## Excerpt
[Start]
THOUSAND OAKS — We’ve apparently stumbled into the “Great Angeleno Baking Show” tent, where this bake-off’s payoff is well deserved: The Rams’ season going from ruined to delectable in just a few weeks’ time.

No, their Super Bowl defense didn’t pass muster, but their late-season arc passes the toothpick test. Baker Mayfield’s arrival and stunning resurgence is just dessert, in a good way, for a team and a quarterback who didn’t fold in on themselves.

Beset by injuries, including to starting quarterback Matthew Stafford and backup John Wolford, the Rams nailed it when they brought aboard Mayfield, giving the embattled quarterback an opportunity to do what he seems to do best. Prove it.

Lightly recruited out of high school, Mayfield had to walk on twice in college, first at Texas Tech and then after he transferred to Oklahoma. And he showed ’em, all right, becoming the first walk-on to win a Heisman Trophy and leading Oklahoma to within a regulation score of the national championship game.

That made believers out of the Cleveland Browns, who picked him first overall in the 2018 NFL Draft.
[End]
Records for identifying positions:
[Start]
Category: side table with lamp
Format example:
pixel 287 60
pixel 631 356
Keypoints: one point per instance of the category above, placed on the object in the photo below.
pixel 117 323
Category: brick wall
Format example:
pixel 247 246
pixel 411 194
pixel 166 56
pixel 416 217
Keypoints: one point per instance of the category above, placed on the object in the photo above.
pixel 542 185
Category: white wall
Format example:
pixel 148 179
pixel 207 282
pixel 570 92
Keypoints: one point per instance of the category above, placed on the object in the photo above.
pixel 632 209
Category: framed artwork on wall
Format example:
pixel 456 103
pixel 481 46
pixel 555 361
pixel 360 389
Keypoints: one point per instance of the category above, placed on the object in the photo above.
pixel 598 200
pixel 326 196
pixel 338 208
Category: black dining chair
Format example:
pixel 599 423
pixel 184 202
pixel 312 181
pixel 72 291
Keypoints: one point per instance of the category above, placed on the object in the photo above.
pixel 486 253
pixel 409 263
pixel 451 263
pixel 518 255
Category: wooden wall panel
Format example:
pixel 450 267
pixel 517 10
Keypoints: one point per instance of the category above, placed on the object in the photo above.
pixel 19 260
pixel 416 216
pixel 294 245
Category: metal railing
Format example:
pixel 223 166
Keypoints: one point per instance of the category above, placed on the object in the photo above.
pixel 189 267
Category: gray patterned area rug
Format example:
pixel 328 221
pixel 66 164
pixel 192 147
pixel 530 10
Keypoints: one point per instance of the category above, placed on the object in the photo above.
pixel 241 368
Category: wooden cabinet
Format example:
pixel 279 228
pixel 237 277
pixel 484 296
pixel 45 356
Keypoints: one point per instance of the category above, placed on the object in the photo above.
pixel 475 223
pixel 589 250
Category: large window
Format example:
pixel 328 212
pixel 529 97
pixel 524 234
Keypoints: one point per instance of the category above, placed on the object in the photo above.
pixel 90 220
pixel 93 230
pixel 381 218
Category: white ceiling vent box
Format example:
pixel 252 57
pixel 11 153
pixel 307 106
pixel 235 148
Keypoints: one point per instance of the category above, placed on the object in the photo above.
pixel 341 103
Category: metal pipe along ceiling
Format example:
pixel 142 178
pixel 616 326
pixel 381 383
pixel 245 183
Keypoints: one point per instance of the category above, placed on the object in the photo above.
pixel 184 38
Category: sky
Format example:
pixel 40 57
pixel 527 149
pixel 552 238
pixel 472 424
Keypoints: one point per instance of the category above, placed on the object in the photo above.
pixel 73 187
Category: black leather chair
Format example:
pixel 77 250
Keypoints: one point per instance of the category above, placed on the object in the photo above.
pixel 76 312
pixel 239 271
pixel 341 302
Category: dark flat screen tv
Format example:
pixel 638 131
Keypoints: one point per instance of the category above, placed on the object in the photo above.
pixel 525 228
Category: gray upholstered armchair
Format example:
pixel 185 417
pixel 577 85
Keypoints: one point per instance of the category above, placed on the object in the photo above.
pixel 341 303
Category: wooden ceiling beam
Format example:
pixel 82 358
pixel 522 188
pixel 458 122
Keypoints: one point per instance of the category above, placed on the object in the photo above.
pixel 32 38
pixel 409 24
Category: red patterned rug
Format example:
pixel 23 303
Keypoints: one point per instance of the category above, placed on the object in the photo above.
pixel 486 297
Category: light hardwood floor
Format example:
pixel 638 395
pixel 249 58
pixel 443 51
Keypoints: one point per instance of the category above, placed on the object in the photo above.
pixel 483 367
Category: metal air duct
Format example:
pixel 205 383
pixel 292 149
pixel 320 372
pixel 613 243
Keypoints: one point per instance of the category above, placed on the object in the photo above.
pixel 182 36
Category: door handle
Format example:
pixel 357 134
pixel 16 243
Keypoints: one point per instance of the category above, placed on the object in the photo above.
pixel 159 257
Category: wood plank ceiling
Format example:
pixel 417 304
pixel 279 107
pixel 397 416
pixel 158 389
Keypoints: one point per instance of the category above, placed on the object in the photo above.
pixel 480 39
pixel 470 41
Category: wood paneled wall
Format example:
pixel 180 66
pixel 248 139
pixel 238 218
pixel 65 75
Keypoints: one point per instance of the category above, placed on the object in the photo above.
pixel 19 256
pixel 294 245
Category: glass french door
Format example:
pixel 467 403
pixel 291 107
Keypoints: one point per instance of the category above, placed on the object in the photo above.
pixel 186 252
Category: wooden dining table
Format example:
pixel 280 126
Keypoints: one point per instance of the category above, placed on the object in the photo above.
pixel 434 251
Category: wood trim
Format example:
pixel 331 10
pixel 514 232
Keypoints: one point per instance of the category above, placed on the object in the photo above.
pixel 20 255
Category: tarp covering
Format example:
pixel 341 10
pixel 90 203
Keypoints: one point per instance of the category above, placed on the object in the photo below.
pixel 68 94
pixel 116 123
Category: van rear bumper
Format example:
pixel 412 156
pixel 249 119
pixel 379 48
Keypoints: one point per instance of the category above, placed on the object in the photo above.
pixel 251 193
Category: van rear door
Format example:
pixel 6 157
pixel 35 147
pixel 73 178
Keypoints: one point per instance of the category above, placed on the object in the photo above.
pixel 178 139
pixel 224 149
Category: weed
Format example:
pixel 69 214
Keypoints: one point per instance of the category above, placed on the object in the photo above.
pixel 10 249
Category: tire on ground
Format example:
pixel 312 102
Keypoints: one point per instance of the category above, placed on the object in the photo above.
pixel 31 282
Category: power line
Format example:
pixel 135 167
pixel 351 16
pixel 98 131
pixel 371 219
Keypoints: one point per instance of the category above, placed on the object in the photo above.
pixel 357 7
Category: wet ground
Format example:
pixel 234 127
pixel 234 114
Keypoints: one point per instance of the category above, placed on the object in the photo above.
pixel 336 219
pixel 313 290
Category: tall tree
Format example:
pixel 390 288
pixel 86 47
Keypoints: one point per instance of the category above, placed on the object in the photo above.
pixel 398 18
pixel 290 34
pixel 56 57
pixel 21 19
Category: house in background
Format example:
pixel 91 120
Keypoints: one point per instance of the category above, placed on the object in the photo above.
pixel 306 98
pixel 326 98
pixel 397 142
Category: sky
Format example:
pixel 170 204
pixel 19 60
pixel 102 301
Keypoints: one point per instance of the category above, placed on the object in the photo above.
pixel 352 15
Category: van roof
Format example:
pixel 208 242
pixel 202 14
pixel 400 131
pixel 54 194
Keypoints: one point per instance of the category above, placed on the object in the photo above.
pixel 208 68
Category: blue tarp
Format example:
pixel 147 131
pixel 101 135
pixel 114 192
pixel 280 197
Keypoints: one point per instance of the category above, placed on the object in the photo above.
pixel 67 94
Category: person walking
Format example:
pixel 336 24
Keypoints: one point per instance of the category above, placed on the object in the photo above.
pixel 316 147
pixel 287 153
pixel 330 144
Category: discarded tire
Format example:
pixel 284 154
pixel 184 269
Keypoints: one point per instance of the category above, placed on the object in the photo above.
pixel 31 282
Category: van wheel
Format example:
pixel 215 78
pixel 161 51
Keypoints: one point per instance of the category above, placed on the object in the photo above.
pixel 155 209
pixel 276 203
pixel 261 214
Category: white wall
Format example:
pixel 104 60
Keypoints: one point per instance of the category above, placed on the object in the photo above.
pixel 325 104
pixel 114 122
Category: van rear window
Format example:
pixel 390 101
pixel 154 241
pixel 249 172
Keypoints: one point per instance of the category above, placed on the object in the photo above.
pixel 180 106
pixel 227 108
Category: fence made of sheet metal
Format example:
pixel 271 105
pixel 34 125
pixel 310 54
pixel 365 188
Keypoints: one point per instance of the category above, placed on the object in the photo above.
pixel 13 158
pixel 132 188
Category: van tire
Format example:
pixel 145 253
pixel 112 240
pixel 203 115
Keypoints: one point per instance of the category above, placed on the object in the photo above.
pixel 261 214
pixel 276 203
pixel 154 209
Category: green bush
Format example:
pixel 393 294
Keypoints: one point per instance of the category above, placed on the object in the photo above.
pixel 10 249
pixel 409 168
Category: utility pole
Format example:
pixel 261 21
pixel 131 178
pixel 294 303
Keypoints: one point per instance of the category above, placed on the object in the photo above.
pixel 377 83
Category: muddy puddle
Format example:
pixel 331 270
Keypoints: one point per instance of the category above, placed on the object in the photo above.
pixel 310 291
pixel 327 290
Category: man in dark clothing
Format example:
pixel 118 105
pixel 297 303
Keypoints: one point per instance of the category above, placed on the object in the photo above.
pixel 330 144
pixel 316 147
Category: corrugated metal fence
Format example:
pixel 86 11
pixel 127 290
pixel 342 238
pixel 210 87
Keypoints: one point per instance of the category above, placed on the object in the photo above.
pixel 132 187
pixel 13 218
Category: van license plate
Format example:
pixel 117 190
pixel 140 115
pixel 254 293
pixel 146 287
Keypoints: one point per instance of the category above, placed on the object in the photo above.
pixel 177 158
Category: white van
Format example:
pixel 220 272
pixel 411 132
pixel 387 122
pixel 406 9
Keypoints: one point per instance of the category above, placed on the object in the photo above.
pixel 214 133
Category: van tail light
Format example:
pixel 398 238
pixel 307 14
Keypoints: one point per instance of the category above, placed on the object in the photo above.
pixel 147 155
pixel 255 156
[End]
## Instructions to follow
Pick up the piece on Baker Mayfield and the Rams right after its last sentence and carry it forward.

## Answer to this problem
“There’s no question,” Lincoln Riley told The Athletic in 2018, when the then-Oklahoma coach was asked to weigh in on his pupil’s pro prospects. “If the situation stays good and he stays healthy, then good things are going to happen.”

Didn’t happen.

A chaotic situation (four head coaches and four coordinators in his first three seasons) plus a torn labrum in his left shoulder and the Mayfield magic that was promised in Cleveland never transpired.

Proving people wrong is different than proving them right, of course, and Mayfield, the 6-foot-1 lightning rod, short on stature but long on chutzpah, was underwhelming during his Browns tenure, including in his final season there, when his 35.1 quarterback rating was 27th of the 31 qualified QBs.

In July, Cleveland traded him to Carolina for a 2024 fifth-round pick, though his stay lasted only six months. He completed just 57% of his passes and threw as many interceptions as touchdowns – six – before the Panthers released him to a chorus of criticism, like that from national sports talk host Colin Cowherd, who proclaimed Mayfield’s “career is a bust,” and called him a D+ quarterback.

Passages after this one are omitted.